→ **ASSIGNMENT**:
Copy each line of the data that has "below" in it.

(Region pointing data)
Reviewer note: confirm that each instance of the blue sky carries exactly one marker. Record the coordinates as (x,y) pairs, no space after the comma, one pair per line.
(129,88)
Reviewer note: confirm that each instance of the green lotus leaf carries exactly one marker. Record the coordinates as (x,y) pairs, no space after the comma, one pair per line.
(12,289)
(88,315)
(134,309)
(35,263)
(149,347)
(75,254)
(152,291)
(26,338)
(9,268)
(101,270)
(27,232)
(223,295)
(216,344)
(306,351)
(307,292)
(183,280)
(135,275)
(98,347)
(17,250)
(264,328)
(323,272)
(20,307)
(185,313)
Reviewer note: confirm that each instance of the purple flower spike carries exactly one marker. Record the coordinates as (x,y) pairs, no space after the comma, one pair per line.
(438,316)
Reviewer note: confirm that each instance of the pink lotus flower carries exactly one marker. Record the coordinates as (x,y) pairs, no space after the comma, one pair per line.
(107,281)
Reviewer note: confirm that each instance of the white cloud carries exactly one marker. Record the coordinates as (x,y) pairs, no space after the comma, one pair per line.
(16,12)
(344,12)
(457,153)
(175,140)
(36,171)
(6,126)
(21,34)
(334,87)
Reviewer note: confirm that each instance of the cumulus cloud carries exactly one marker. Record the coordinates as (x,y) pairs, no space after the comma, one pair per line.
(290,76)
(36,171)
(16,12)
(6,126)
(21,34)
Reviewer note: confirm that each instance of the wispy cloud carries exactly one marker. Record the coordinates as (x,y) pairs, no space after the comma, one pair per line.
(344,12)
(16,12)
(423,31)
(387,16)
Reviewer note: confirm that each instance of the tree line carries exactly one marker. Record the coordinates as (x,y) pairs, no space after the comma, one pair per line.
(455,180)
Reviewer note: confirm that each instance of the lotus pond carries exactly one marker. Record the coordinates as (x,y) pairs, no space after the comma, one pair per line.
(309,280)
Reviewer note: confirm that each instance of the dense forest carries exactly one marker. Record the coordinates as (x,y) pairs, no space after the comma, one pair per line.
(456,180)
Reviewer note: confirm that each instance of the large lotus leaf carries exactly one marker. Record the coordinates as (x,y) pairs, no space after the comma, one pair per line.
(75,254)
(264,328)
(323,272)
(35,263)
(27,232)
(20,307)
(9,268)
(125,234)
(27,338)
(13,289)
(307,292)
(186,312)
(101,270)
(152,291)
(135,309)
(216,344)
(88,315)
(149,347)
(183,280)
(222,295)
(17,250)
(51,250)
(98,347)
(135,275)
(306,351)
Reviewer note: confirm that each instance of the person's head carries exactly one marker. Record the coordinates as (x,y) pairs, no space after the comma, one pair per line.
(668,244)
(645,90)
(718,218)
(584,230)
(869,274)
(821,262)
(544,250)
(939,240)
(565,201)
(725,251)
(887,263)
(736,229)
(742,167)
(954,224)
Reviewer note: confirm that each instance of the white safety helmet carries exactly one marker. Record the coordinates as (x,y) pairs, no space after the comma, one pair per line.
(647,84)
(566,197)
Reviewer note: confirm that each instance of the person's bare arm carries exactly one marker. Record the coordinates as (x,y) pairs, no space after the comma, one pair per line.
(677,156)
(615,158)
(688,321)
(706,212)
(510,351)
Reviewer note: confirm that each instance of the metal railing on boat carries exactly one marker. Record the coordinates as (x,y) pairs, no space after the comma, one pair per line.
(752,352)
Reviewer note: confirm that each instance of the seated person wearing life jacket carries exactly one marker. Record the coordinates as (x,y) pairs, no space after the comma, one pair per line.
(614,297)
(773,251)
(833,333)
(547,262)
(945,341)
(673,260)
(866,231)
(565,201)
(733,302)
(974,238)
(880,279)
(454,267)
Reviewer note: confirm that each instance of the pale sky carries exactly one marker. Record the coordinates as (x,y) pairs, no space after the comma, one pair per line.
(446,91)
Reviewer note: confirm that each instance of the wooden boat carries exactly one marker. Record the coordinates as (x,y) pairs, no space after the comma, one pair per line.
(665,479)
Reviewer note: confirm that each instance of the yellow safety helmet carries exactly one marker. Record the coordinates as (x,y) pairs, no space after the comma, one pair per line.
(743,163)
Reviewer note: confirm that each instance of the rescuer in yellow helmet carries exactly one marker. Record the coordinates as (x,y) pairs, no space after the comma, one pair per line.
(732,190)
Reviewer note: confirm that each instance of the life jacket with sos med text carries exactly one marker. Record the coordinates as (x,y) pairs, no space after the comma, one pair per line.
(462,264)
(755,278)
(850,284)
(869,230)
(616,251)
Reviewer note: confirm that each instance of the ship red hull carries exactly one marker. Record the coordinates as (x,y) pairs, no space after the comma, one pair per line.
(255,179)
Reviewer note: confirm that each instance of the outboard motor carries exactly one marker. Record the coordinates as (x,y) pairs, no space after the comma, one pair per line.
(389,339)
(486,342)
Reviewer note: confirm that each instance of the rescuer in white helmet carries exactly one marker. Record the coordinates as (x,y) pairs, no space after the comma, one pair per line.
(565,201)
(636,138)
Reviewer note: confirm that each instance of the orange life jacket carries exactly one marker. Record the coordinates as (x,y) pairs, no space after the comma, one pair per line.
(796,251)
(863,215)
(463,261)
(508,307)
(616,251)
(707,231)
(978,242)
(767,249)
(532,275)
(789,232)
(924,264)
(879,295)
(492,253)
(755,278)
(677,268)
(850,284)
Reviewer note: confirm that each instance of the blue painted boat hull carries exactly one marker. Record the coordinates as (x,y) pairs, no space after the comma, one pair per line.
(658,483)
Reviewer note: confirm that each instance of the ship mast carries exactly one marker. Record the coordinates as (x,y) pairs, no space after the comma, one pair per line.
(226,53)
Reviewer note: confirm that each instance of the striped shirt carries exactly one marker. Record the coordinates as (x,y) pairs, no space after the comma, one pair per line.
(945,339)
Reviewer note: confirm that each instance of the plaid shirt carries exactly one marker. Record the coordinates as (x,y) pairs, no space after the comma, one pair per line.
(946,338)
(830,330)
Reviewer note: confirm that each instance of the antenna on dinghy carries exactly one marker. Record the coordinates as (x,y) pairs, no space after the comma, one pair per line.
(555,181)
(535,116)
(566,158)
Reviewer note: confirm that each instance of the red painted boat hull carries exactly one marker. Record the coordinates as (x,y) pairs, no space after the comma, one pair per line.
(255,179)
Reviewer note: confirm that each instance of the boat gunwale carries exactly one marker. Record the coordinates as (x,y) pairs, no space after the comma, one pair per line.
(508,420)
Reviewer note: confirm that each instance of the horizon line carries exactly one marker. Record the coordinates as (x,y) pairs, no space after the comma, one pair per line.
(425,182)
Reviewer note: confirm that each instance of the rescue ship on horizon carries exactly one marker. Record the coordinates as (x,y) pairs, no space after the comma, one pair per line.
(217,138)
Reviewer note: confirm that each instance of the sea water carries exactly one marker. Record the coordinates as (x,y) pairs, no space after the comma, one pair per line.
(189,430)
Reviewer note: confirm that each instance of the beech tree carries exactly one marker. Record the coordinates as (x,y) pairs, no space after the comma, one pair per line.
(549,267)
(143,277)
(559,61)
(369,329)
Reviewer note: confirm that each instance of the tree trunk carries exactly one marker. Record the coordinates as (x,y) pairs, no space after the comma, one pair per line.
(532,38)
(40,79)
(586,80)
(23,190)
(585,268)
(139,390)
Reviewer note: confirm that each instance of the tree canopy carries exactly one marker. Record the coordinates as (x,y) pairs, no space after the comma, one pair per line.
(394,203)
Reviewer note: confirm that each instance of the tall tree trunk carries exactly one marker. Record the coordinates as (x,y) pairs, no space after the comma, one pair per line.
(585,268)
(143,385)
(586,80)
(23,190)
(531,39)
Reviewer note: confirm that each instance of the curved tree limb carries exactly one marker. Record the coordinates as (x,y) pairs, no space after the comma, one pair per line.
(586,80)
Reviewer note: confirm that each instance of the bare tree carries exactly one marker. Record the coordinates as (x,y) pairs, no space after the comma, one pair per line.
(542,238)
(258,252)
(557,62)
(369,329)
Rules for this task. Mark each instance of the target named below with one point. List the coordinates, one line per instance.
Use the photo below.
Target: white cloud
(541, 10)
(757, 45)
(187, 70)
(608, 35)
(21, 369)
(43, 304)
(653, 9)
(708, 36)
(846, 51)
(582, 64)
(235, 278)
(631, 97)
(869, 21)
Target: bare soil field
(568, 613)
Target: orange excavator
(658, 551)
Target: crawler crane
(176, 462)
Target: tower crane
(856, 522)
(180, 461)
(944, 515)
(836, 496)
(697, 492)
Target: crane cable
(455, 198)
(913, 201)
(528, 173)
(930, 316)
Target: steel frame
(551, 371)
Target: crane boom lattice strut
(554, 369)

→ **RESPONSE BOX**:
Rules for this task. Mark each instance of the target named below with one point. List the coordinates, one line per instance.
Use the photo below.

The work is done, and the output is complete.